===== Kaynak metin =====

|
TÜRKİYE CUMHURİYETİ
|
|
ANAYASA MAHKEMESİ
|
|
|
|
|
|
İKİNCİ BÖLÜM
|
|
|
|
KARAR
|
|
|
|
HULUSİ KARAÇALIOĞLU BAŞVURUSU
|
|
(Başvuru Numarası: 2019/11470)
|
|
|
|
Karar Tarihi: 4/11/2025
|
|
|
|
İKİNCİ BÖLÜM
|
|
|
|
KARAR
|
|
|
|
Başkan
|
:
|
Basri BAĞCI
|
|
Üyeler
|
:
|
Yıldız SEFERİNOĞLU
|
|
|
|
Kenan YAŞAR
|
|
|
|
Ömer ÇINAR
|
|
|
|
Metin KIRATLI
|
|
Raportör
|
:
|
Eren Can BENAKAY
|
|
Başvurucu
|
:
|
Hulusi KARAÇALIOĞLU
|
I. BAŞVURUNUN ÖZETİ
1. Başvuru; görevden uzaklaştırma işlemine karşı açılan davada, davanın sonucuna etkili iddianın kararda karşılanmaması nedeniyle gerekçeli karar hakkının ihlal edildiği iddiasına ilişkindir.
2. Başvurucu, Jandarma Genel Komutanlığı bünyesinde muharebe albayı olarak görev yapmaktayken 18/7/2016 tarihli işlem ile 10/3/1983 tarihli ve 2803 sayılı Jandarma Teşkilat, Görev ve Yetkileri Kanunu'nun 16. maddesi uyarınca görevden uzaklaştırılmıştır. Başvurucu, işlemin iptali istemiyle 27/7/2016 tarihinde Askeri Yüksek İdare Mahkemesi (AYİM) nezdinde dava açmıştır. 16/4/2017 tarihli Anayasa değişikliği referandumunun kabul edilmesi ile birlikte AYİM kapatılmış ve dava dosyası 18/7/2017 tarihinde Ankara 8. İdare Mahkemesine (Mahkeme) devredilmiştir.

===== Veri alıntıları =====

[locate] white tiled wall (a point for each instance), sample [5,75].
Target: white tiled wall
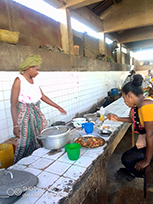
[74,91]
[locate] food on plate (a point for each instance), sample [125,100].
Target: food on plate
[90,142]
[106,127]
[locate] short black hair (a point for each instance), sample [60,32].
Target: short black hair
[132,72]
[134,86]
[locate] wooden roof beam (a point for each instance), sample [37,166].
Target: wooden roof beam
[75,4]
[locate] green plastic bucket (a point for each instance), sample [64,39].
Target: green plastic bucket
[73,151]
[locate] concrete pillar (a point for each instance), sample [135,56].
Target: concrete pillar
[102,44]
[119,53]
[66,31]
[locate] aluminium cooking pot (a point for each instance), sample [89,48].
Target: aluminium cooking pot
[91,117]
[55,137]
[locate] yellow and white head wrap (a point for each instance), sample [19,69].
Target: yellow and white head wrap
[30,61]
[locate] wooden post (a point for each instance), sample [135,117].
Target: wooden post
[133,142]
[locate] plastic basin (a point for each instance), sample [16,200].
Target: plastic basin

=====

- Yapılacak iş: Hulusi Karaçalıoğlu başvurusuna ilişkin Anayasa Mahkemesi kararını, son cümlesinden sonra kaldığı yerden sürdürün. Kayıtlar, metinden bağımsız ayrı bir malzemedir.

- Nihai sonuç:
3. Mahkeme 27/6/2018 tarihinde davayı reddetmiştir. Kararın gerekçesinin ilgili kısmı şu şekildedir:
"Bakılan davada, dava dosyasında yer alan bilgi ve belgelerden, davacı hakkında darbe girişiminde yer aldığı veya Fetullahçı Terör Örgütü (FETÖ/PDY) yapılanması ile bağlantısının olabileceğinin değerlendirildiği, isnat olunan iddianın mahiyeti gözetilerek ilgilinin, görevinden geçici bir önlem niteliğinde olmak üzere uzaklaştırılmasına karar verildiği anlaşılmış olup, tesis edilen dava konusu işlemde kamu yararı ve hizmet gereklerine aykırılık bulunmamaktadır."
4. Başvurucu karara karşı 17/8/2018 tarihinde istinaf kanun yoluna başvurmuştur. Ankara Bölge İdare Mahkemesi 2. İdari Dava Dairesi (Bölge İdare Mahkemesi) 24/1/2019 tarihinde istinaf başvurusunu kesin olarak reddetmiştir.
5. Başvurucu, nihai hükmü 1/3/2019 tarihinde öğrendikten sonra 26/3/2019 tarihinde bireysel başvuruda bulunmuştur. Komisyonca oybirliği sağlanamaması nedeniyle başvurunun kabul edilebilirlik ve esas incelemesinin Bölüm tarafından yapılmasına karar verilmiştir.
II. DEĞERLENDİRME
6. Ödeme gücünden yoksun olduğu anlaşılan başvurucunun adli yardım talebinin kabulüne karar verilmesi gerekir.
7. Başvurucu; duruşmaya katılma talebi olduğunu, Ses ve Görüntü Bilişim Sistemi (SEGBİS) ile duruşmaya katılmasının sağlanabileceğini ancak bu sağlanmadan yokluğunda duruşma yapılarak karar verildiğini belirterek savunma hakkının ihlal edildiğini iddia etmiştir. Görevden uzaklaştırılmasına dayanak olarak 2803 sayılı Kanun gösterilmesine karşın Mahkemenin 14/7/1965 tarihli ve 657 sayılı Devlet Memurları Kanununu baz alarak değerlendirme yapması nedeniyle kararın hukuki dayanaktan yoksun olduğunu ifade etmiştir. İdarenin iddialarına karşı yaptığı açıklama ve savunmaların Mahkeme tarafından dikkate alınmadığını, görevden uzaklaştırıldıktan 7,5 ay sonra hakkında soruşturma başlatıldığını, Mahkemenin kararında yeterli gerekçe olmadığı gibi çelişkiler bulunduğunu belirtmiştir.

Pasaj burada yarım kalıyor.